▶ [Exercise] Print every line below. Match each one exactly.

▶ [Supplied records]
»»
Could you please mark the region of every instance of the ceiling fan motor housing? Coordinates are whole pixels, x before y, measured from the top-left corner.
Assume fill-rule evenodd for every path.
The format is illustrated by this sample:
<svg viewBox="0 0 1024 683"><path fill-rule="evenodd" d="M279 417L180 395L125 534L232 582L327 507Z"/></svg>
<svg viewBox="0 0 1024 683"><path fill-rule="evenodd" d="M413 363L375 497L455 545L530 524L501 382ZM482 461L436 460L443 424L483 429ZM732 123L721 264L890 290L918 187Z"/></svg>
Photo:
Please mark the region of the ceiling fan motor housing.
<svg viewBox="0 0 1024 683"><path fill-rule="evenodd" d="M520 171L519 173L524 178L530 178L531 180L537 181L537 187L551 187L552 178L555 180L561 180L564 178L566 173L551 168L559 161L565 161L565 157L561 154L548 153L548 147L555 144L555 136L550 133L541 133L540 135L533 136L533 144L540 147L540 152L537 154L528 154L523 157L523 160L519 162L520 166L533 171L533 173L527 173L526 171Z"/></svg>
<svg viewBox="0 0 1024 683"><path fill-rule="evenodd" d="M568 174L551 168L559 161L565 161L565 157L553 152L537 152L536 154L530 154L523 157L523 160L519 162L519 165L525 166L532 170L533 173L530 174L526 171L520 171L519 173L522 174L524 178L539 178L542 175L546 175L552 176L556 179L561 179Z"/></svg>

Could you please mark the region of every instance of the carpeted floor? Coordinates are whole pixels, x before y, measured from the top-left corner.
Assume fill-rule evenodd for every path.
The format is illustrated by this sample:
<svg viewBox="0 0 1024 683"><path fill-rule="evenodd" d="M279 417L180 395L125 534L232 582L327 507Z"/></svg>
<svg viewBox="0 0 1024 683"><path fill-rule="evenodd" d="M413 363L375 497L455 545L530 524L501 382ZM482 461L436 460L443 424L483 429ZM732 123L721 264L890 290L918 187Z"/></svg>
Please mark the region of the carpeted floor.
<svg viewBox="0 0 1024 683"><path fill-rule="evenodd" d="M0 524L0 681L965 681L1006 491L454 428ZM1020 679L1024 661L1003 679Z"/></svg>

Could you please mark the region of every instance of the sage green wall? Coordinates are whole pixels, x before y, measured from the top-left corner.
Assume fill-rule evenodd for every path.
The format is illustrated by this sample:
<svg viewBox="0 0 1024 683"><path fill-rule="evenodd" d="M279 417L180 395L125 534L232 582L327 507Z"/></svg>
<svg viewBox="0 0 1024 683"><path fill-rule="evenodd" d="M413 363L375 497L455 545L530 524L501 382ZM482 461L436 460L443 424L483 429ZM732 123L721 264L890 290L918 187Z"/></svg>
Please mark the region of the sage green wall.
««
▶ [Response box]
Could you please mark the region of every instance of the ceiling fan motor housing? Coordinates are whole pixels, x before y, measured from the top-left corner.
Assume fill-rule evenodd for every path.
The format is illustrated by this sample:
<svg viewBox="0 0 1024 683"><path fill-rule="evenodd" d="M279 417L180 395L125 534L232 582L327 507Z"/></svg>
<svg viewBox="0 0 1024 683"><path fill-rule="evenodd" d="M413 363L375 497L455 545L530 524L501 382ZM482 461L436 460L443 424L483 429ZM732 123L721 264L890 290L918 187Z"/></svg>
Photo:
Please mark the region of the ceiling fan motor housing.
<svg viewBox="0 0 1024 683"><path fill-rule="evenodd" d="M520 171L519 173L524 178L530 178L531 180L537 181L537 187L551 187L552 178L555 180L561 180L564 178L566 173L551 168L559 161L565 161L565 157L561 154L548 153L548 147L555 144L555 136L550 133L541 133L540 135L533 136L533 144L540 147L540 152L537 154L528 154L523 157L523 160L519 162L520 166L533 171L533 173L527 173L526 171Z"/></svg>
<svg viewBox="0 0 1024 683"><path fill-rule="evenodd" d="M568 174L551 168L559 161L565 161L565 157L553 152L537 152L536 154L530 154L523 157L523 160L519 162L519 165L525 166L532 170L533 173L530 174L526 171L520 171L519 173L522 174L524 178L539 178L542 175L546 175L552 176L556 179L561 179Z"/></svg>

Could you please mark the region of every instance of the carpeted floor? Coordinates are whole pixels, x before y, measured from the top-left corner.
Assume fill-rule evenodd for every path.
The format is illustrated by this sample:
<svg viewBox="0 0 1024 683"><path fill-rule="evenodd" d="M279 417L180 395L125 534L232 582L327 507Z"/></svg>
<svg viewBox="0 0 1024 683"><path fill-rule="evenodd" d="M413 363L375 497L455 545L530 524L501 382ZM482 461L436 460L443 424L483 429ZM732 123L721 264L890 290L918 187Z"/></svg>
Please mark the region of the carpeted floor.
<svg viewBox="0 0 1024 683"><path fill-rule="evenodd" d="M0 524L0 681L965 681L1006 491L454 428ZM1020 679L1024 661L1003 679Z"/></svg>

Could you please mark the region of every instance of the sage green wall? Coordinates are whole pixels, x before y, measured from the top-left corner.
Assume fill-rule evenodd for every path.
The format is illustrated by this sample:
<svg viewBox="0 0 1024 683"><path fill-rule="evenodd" d="M279 417L180 395L125 534L232 582L327 507Z"/></svg>
<svg viewBox="0 0 1024 683"><path fill-rule="evenodd" d="M413 363L375 497L455 545L530 524L501 382ZM482 461L436 460L443 424L483 429ZM732 123L721 264L890 290L918 187Z"/></svg>
Please mark the region of the sage green wall.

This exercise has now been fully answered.